수행 과제 = 아래 기록 전체를 처음부터 끝까지 한 글자도 바꾸지 말고 그대로 다시 적으세요.

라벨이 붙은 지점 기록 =
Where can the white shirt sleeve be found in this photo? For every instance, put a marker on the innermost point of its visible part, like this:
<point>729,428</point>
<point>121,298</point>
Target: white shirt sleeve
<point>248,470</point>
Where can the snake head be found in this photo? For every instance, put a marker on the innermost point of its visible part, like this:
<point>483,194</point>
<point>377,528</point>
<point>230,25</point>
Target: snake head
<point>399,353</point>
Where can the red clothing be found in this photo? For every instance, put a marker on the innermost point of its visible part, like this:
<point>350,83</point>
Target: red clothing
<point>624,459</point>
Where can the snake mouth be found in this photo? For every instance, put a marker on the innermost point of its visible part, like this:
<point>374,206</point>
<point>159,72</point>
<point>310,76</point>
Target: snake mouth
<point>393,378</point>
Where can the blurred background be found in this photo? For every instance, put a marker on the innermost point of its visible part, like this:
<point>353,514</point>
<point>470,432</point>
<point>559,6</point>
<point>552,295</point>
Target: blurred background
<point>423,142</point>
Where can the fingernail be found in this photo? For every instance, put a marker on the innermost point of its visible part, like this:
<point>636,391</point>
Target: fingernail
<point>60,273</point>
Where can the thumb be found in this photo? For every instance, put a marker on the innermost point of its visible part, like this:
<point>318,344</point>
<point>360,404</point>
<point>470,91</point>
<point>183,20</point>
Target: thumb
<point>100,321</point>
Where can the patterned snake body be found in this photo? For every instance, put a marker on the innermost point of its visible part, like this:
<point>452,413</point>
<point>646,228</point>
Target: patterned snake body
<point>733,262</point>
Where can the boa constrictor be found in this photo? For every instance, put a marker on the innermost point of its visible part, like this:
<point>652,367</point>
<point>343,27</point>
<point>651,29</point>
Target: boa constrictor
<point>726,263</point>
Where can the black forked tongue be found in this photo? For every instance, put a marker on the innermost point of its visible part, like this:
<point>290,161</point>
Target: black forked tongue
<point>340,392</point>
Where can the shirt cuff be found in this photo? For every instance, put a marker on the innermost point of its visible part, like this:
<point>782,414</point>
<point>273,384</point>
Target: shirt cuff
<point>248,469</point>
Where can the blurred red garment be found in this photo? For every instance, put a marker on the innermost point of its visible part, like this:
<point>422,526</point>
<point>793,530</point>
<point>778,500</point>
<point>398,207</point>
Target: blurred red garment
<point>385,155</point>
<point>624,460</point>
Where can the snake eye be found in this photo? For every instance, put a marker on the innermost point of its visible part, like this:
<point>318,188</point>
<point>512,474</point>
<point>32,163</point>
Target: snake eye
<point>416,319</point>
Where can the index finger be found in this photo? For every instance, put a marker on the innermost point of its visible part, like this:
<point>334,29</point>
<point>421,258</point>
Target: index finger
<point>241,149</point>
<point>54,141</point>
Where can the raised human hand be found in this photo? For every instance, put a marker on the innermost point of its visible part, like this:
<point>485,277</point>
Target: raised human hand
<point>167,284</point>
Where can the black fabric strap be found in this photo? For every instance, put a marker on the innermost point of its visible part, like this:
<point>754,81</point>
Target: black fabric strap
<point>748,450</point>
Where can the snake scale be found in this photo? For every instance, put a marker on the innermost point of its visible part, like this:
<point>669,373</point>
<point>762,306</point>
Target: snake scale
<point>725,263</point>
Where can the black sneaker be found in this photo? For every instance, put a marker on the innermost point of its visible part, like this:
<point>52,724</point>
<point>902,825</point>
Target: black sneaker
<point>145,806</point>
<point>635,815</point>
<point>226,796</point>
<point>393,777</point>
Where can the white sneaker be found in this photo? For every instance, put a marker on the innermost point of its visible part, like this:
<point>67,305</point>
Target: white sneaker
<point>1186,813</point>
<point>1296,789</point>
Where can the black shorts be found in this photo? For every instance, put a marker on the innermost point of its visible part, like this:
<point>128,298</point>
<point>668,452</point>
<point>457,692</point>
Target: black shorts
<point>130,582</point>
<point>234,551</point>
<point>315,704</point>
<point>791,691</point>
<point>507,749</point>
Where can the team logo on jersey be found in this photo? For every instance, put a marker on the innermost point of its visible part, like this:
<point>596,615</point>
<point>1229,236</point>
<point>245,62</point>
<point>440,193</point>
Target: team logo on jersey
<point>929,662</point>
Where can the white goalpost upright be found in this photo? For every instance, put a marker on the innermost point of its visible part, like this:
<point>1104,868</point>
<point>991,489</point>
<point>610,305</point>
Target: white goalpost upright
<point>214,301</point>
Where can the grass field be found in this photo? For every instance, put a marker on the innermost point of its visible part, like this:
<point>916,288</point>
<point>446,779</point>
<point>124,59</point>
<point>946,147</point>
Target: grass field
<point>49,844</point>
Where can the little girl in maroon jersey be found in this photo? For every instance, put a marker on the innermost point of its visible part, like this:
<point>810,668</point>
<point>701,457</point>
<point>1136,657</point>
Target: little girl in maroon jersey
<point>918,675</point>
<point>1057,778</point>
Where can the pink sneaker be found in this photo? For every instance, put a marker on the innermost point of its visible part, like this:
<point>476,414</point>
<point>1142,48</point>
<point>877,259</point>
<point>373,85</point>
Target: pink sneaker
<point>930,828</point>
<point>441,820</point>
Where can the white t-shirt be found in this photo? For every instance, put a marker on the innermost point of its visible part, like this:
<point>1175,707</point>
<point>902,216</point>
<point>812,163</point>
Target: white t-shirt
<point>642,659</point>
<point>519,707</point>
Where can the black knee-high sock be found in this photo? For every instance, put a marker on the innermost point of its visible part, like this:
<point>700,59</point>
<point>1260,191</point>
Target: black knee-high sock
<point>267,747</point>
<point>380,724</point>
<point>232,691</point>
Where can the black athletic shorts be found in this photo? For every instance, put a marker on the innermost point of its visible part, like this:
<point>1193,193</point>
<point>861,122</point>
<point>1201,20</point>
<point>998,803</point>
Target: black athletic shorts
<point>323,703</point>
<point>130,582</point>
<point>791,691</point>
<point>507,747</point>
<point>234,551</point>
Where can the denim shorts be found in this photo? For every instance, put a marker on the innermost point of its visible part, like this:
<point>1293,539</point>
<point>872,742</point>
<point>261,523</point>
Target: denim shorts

정답 =
Where can the white shirt sleeve be found in this photo? For every instance, put a marker on the innermost point of its visible part, like this:
<point>729,428</point>
<point>121,298</point>
Target: white shirt sleeve
<point>248,470</point>
Where can the snake head be found in this photo? For every instance, put a marker on the innermost point of its visible part, like this:
<point>483,194</point>
<point>377,528</point>
<point>230,25</point>
Target: snake head
<point>399,353</point>
Where can the red clothing be found in this photo? For every instance, put a marker on the innermost point of its visible part, like this:
<point>350,83</point>
Target: red clothing
<point>624,459</point>
Where can the snake mouth be found in this photo? For every instance, put a marker on the innermost point of its visible part, like this:
<point>374,206</point>
<point>159,72</point>
<point>310,76</point>
Target: snake mouth
<point>393,378</point>
Where can the blurred background be found in this photo? For every instance, put a marker on the innermost point of its visible part, like this:
<point>353,514</point>
<point>470,432</point>
<point>559,6</point>
<point>552,295</point>
Target: blurred background
<point>423,142</point>
Where can the fingernail be found in this photo? For every instance, put a marker on the innermost point of its visible part, like this:
<point>636,391</point>
Target: fingernail
<point>60,273</point>
Where can the thumb be found in this photo? For every instance, put a marker on the innermost point of its visible part, like this:
<point>318,344</point>
<point>360,404</point>
<point>470,91</point>
<point>183,20</point>
Target: thumb
<point>100,321</point>
Where can the patterned snake body be found in this photo? For every instance, put a marker on the innermost point of its visible part, like this:
<point>452,413</point>
<point>646,228</point>
Target: patterned snake body
<point>733,262</point>
Where can the boa constrictor be found in this photo? For every instance, put a marker on the innermost point of its visible part, like this:
<point>652,367</point>
<point>343,27</point>
<point>651,29</point>
Target: boa constrictor
<point>726,263</point>
Where can the black forked tongue be found in this photo? For every instance, put a marker on the innermost point of its visible part, like this:
<point>290,161</point>
Target: black forked tongue
<point>340,392</point>
Where can the shirt cuff be found in this photo? For every instance, put a marker on the innermost point of its visible part, like this:
<point>782,414</point>
<point>273,384</point>
Target: shirt cuff
<point>248,469</point>
Where can the blurred red garment be found in this photo? For every instance, put a marker on the innermost point of its visible part, like this:
<point>422,526</point>
<point>793,530</point>
<point>778,500</point>
<point>398,207</point>
Target: blurred red garment
<point>385,155</point>
<point>624,460</point>
Where can the snake eye be found in this photo? For every instance, put a marker on the innermost point of its visible part, like this:
<point>318,188</point>
<point>512,474</point>
<point>32,163</point>
Target: snake eye
<point>416,319</point>
Where can the index finger be found in this photo? For every instance, put a marker on the innermost point of its visible part, like this:
<point>334,29</point>
<point>421,258</point>
Target: index finger
<point>241,149</point>
<point>54,141</point>
Where can the raised human hand be found in this photo? For every instance, put a marker on the innermost point of its visible part, like this:
<point>485,277</point>
Target: raised human hand
<point>167,284</point>
Where can the black fabric strap be found in this photo? For every instance, put a marker on the innermost point of its visible part, like this:
<point>754,81</point>
Target: black fabric strap
<point>748,450</point>
Where can the snake scale be found in this photo? For every instance, put a marker on the innermost point of its visible part, like this:
<point>669,373</point>
<point>762,306</point>
Target: snake scale
<point>725,263</point>
Where can the black sneaker be found in this photo? For every instance, put a marker on the innermost point of its visible part, like this:
<point>52,724</point>
<point>902,825</point>
Target: black sneaker
<point>145,806</point>
<point>635,815</point>
<point>226,796</point>
<point>393,777</point>
Where can the white sneaker be found in this photo? For every instance, put a marker on the innermost point of its visible part, like this:
<point>67,305</point>
Target: white sneaker
<point>1186,813</point>
<point>1296,789</point>
Where can the black shorts be found in this photo? For every instance, put a marker on the innermost point of its visible part, like this:
<point>128,298</point>
<point>668,452</point>
<point>457,692</point>
Target: black shorts
<point>130,582</point>
<point>234,551</point>
<point>315,704</point>
<point>791,691</point>
<point>507,749</point>
Where can the team logo on jersey be found in this photo? For every instance, put a marker on the innermost point of its visible part, like this:
<point>596,615</point>
<point>1229,236</point>
<point>245,62</point>
<point>440,193</point>
Target: team logo on jersey
<point>929,662</point>
Where can the white goalpost upright be found in this photo? For every instance, put a marker on the innermost point of its visible part, like this:
<point>1104,868</point>
<point>991,489</point>
<point>610,305</point>
Target: white goalpost upright
<point>214,301</point>
Where can the grass field be found in this photo? For every instance, put a marker on the innermost point of its visible part, like this:
<point>916,288</point>
<point>446,779</point>
<point>124,59</point>
<point>946,147</point>
Target: grass field
<point>49,844</point>
Where can the little girl in maroon jersey be found in this photo? For every instance, put a marker on the innermost point of its visible part, like this:
<point>810,668</point>
<point>701,457</point>
<point>1136,657</point>
Target: little girl in maroon jersey
<point>918,675</point>
<point>1057,778</point>
Where can the pink sneaker be found in this photo? For every instance, put a marker on the innermost point of its visible part, like this:
<point>476,414</point>
<point>1142,48</point>
<point>877,259</point>
<point>373,85</point>
Target: pink sneaker
<point>930,828</point>
<point>441,820</point>
Where can the white t-shirt be found in this photo? For every instance, put a marker on the innermost point of its visible part, like this:
<point>1175,707</point>
<point>902,216</point>
<point>812,163</point>
Target: white t-shirt
<point>642,659</point>
<point>519,707</point>
Where can the black knee-high sock be found in this photo? For every instance, put a marker on the innermost point of its visible part, like this:
<point>700,59</point>
<point>1260,191</point>
Target: black knee-high sock
<point>267,747</point>
<point>380,724</point>
<point>232,691</point>
Where can the black athletic shorts be found in this photo? For every instance, put a marker on the innermost point of its visible part, like this:
<point>1193,193</point>
<point>861,122</point>
<point>1201,20</point>
<point>998,803</point>
Target: black athletic shorts
<point>323,703</point>
<point>130,582</point>
<point>791,691</point>
<point>507,747</point>
<point>234,551</point>
Where can the denim shorts be found in this photo? For every instance, put a marker on the innermost point of its visible part, like this:
<point>1293,539</point>
<point>872,742</point>
<point>261,523</point>
Target: denim shorts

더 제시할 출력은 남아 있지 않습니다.